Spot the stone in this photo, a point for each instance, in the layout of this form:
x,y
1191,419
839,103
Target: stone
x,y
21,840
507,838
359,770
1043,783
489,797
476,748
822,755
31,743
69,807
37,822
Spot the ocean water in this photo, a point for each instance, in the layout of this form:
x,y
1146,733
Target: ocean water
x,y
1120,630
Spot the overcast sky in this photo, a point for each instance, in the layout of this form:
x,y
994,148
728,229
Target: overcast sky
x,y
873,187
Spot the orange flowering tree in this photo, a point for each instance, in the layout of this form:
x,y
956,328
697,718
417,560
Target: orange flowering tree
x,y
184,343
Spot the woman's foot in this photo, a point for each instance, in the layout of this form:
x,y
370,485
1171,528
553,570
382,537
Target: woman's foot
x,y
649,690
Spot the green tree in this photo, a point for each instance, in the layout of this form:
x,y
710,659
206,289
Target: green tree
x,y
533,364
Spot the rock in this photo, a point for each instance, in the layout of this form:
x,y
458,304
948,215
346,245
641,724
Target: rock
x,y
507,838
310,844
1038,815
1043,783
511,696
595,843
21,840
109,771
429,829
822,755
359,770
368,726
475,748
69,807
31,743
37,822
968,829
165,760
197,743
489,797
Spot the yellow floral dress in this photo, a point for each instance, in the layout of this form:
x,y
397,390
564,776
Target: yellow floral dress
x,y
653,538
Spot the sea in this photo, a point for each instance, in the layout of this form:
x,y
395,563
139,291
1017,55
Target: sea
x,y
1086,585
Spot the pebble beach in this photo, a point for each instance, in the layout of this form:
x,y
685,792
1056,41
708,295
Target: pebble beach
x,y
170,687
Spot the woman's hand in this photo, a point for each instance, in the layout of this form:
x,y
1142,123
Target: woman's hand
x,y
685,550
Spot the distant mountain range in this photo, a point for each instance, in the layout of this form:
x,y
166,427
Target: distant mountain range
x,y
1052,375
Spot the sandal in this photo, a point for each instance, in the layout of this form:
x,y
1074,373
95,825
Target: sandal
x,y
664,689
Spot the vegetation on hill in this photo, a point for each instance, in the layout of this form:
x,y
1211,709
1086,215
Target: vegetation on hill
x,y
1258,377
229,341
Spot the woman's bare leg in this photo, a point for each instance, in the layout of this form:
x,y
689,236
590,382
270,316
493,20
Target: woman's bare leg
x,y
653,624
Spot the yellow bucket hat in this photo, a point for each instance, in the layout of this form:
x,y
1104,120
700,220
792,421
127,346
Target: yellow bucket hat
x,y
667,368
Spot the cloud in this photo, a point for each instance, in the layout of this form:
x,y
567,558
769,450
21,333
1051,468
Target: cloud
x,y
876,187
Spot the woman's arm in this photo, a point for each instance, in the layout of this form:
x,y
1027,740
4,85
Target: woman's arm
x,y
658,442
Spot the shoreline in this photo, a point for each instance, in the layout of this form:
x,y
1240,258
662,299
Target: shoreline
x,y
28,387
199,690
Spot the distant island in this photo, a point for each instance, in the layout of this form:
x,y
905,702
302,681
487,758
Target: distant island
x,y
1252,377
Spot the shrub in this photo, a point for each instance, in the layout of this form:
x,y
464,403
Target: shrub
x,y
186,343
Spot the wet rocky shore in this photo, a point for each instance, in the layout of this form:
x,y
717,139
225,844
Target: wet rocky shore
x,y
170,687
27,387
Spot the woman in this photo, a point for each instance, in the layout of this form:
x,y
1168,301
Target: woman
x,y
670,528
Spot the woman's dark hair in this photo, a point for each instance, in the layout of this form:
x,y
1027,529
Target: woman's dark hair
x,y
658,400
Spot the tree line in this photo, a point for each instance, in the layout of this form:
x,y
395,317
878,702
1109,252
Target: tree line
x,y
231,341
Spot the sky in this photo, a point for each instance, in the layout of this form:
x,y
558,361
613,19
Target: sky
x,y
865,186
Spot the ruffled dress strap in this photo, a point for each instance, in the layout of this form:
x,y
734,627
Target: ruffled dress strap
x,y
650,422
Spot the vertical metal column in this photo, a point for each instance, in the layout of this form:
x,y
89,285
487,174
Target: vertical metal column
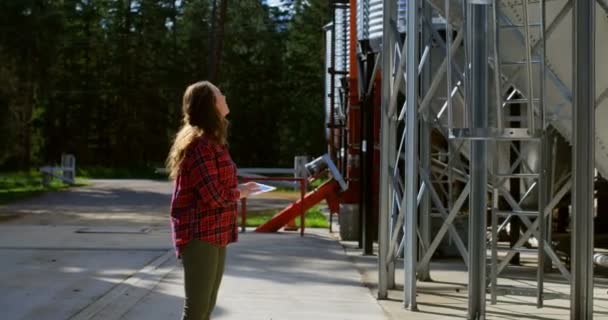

Task details: Tally the lines in the material above that contain the word "overcast", and reply with that number alone.

Correct output: 2